### Extracted text

————

Most firms and products are similar; the differences that do exist, such as perceived quality, are difficult to communicate in an effective manner. When products and services are difficult to differentiate, a symbol can be the central element of brand equity, the key differentiating the characteristics of a brand. The most important aspect of a brand's name and symbol is that it silently speaks everything about the company or product. One role of a symbol is to be an indicator for a brand. Every name and symbol is associated with certain values, features and it tries to build a relationship with the company or product. The symbol may also help the brand name to associate with a product class by linking with it.

If the symbol (and brand name) has associations that are extremely strong, the brand's ability to reposition or extend may be reduced.

The symbol can by itself create awareness, associations, and a liking or feeling, which in turn can affect loyalty and perceived quality. It is easier to learn visual images (symbols) than words (names). Thus, symbols could help gain brand awareness.

————

### Given records
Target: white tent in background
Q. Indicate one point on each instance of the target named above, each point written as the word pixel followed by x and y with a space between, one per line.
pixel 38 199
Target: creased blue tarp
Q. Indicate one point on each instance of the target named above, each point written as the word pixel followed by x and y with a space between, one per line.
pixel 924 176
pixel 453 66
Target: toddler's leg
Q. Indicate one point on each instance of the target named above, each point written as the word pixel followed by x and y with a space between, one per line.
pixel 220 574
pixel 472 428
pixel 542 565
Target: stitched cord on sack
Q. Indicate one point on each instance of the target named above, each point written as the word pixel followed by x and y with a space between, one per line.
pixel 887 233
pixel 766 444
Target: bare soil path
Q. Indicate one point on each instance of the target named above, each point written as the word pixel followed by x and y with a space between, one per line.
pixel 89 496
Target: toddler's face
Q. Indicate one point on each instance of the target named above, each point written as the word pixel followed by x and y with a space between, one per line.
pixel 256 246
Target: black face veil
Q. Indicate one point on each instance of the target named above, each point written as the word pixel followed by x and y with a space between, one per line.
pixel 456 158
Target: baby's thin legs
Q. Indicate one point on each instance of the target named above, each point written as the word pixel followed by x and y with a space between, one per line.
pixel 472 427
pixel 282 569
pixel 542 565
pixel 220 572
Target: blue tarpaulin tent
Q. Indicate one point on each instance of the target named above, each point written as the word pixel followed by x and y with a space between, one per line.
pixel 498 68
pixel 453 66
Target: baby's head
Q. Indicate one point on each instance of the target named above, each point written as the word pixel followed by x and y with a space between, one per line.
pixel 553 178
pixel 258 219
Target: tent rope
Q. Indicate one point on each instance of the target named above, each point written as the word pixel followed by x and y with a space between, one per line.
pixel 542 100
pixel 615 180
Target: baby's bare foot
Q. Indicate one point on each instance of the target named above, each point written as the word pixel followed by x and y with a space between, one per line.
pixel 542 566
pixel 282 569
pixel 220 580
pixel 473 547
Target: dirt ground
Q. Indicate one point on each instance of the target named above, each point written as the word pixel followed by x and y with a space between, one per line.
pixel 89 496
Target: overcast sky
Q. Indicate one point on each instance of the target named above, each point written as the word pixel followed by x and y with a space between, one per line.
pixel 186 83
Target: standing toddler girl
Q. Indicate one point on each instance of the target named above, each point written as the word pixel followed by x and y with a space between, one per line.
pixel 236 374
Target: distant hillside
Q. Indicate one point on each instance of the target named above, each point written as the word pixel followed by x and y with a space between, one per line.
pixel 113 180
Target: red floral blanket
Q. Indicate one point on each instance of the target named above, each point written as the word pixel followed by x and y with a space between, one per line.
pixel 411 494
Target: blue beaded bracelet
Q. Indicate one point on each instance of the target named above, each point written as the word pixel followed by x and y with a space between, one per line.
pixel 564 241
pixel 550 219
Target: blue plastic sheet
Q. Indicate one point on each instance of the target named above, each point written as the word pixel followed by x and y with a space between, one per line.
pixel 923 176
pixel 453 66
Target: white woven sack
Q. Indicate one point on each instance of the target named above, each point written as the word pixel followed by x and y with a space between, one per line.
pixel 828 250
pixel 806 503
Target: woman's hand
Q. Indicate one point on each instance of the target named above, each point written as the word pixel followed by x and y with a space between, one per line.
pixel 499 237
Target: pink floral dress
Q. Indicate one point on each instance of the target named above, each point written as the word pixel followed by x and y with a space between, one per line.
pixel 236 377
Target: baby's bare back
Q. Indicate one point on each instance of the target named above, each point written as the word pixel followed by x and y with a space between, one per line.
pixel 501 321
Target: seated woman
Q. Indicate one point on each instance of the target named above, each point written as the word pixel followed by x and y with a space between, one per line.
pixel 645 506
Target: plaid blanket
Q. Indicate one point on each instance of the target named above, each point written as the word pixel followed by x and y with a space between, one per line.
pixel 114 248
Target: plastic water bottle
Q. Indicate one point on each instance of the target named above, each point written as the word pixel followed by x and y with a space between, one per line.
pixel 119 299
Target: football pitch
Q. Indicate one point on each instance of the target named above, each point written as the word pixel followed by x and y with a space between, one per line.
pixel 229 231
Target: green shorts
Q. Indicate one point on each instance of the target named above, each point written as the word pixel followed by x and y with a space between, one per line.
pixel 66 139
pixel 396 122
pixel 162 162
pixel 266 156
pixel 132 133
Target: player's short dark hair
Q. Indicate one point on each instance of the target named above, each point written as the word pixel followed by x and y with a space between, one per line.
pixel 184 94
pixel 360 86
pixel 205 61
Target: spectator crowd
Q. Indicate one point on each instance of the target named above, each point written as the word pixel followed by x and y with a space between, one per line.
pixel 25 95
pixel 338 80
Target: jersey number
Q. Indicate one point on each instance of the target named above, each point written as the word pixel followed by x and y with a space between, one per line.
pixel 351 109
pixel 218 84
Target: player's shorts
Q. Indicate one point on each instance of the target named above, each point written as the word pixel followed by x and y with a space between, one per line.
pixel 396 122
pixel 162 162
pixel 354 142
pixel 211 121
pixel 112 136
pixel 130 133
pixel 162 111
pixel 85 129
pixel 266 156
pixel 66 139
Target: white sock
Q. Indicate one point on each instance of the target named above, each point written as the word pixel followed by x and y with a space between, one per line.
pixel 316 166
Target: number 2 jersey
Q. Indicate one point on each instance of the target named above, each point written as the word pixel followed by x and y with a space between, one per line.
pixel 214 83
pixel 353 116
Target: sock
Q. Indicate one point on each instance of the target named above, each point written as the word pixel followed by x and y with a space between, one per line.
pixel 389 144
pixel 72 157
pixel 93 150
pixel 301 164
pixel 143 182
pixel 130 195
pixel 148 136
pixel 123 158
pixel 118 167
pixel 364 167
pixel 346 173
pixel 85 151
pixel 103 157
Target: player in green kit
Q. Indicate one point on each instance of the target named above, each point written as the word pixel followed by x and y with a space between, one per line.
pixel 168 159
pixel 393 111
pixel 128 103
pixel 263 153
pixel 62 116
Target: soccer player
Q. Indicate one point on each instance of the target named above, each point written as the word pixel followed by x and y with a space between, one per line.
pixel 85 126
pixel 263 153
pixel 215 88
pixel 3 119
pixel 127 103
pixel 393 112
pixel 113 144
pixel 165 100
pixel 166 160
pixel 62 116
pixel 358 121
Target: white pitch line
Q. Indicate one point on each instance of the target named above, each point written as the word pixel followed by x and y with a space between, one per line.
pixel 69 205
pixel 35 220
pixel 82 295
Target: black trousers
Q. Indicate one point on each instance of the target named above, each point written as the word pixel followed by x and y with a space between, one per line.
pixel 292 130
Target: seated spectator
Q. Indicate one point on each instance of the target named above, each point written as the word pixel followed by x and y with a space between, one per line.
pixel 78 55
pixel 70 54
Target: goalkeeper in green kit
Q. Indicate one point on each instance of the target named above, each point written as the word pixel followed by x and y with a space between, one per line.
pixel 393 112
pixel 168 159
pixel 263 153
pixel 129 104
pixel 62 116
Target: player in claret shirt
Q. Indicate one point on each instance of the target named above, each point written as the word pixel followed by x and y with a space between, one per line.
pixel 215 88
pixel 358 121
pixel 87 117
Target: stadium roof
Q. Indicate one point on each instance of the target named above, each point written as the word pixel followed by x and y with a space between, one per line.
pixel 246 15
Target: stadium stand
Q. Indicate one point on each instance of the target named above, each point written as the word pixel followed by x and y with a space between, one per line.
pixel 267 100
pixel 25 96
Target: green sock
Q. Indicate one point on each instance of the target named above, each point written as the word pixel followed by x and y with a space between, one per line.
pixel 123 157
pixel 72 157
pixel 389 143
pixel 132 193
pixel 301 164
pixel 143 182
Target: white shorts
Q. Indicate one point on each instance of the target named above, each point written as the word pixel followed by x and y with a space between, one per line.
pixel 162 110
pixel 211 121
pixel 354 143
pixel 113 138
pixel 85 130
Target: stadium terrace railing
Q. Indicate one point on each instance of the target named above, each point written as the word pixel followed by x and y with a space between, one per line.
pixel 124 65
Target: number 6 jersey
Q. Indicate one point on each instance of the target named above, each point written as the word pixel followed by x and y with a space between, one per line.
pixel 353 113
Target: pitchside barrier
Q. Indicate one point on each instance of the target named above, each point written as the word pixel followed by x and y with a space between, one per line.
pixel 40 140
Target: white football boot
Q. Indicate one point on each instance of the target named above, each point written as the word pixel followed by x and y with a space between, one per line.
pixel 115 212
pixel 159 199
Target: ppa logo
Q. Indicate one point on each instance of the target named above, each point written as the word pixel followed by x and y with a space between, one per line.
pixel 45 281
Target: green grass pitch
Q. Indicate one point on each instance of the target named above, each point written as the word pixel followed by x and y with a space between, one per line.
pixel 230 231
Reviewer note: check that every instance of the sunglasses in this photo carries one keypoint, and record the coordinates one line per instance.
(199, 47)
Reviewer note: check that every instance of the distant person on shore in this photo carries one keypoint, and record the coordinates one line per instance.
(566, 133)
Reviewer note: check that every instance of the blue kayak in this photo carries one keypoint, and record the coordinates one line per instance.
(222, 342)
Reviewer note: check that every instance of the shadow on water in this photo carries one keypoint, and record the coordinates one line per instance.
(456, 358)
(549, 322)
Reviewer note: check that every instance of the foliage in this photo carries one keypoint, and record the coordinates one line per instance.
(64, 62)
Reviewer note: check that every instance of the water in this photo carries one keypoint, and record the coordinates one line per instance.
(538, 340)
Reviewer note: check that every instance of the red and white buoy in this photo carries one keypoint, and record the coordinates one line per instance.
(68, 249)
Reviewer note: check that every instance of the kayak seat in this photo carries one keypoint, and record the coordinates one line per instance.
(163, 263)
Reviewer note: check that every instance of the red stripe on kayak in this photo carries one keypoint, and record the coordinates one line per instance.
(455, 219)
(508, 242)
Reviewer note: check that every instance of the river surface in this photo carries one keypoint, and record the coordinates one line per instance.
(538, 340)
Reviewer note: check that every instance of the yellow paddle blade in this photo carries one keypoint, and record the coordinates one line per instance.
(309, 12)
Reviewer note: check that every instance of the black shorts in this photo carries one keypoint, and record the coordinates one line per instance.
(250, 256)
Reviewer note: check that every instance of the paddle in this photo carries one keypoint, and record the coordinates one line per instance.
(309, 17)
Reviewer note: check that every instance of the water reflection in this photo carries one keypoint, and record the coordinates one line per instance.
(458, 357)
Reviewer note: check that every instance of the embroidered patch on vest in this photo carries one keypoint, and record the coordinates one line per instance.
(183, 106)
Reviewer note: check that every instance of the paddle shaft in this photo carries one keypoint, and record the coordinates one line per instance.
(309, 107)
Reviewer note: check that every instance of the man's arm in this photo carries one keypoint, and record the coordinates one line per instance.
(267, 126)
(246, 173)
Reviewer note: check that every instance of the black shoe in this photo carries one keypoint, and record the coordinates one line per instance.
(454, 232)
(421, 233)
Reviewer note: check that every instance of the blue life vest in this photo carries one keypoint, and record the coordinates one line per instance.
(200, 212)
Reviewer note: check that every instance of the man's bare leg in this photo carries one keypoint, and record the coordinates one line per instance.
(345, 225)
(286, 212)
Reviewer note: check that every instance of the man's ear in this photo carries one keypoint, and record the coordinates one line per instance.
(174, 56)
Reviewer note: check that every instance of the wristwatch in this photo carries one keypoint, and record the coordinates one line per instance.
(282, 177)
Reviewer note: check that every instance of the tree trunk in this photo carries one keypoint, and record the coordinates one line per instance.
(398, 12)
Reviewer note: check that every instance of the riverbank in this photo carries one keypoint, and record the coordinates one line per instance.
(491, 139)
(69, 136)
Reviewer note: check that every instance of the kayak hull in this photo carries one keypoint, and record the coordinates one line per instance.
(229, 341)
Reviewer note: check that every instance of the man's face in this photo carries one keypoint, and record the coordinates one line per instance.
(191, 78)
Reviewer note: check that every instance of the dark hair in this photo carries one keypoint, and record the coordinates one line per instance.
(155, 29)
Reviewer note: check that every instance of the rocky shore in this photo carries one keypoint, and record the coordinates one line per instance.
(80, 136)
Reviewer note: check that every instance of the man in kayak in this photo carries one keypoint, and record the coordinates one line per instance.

————

### Task directions
Pick up the passage on brand symbols above and continue it from its last sentence.

### Response to this exercise
A symbol can communicate associations-even specific attributes. Several industries such as banks may not have distinctive features, as most are similar in terms of deposits, interest rates, etc. In those industries where similarity is the norm, a host of associations formed through symbols is a huge advantage.

These symbols help us to understand the brand's culture and personality. They are actually choosen as such; the corporate specifications handed over to graphic identity and design agencies mainly pertain to the brand's personality traits and values.

A logo is an iconic symbol designed to represent a company, organization, product, service, and sometimes certain placws. A typical logo is designed to cause immediate recognition by the viewer. The logo is one aspect of the brand of a company or economic entity.

Several well known examples of logos across the world are Apple Inc.'s apple with a bite out of it which started out as a rainbow of the colour, and has been reduced to a single colour without any loss of recognition. Coca-cola's script is known the world over, but is best associated with the colour red; its main competitor, Pepsi has taken the colour blue. Nike “Swoosh” and the Adidas “Three stripes” are two well known brands that are defined by their corporate logo.

Nike is the best example of how a symbol is best utilized and its strong association with the products. Nike is symbolized by a tick mark or something which is always right.

Well-established companies are now spending crores of rupees to get a new logo that revamps their image and creates a new brand of a company that has a new vision. Videocon, Mahindra and Mahindra and Tata's are a few examples to give.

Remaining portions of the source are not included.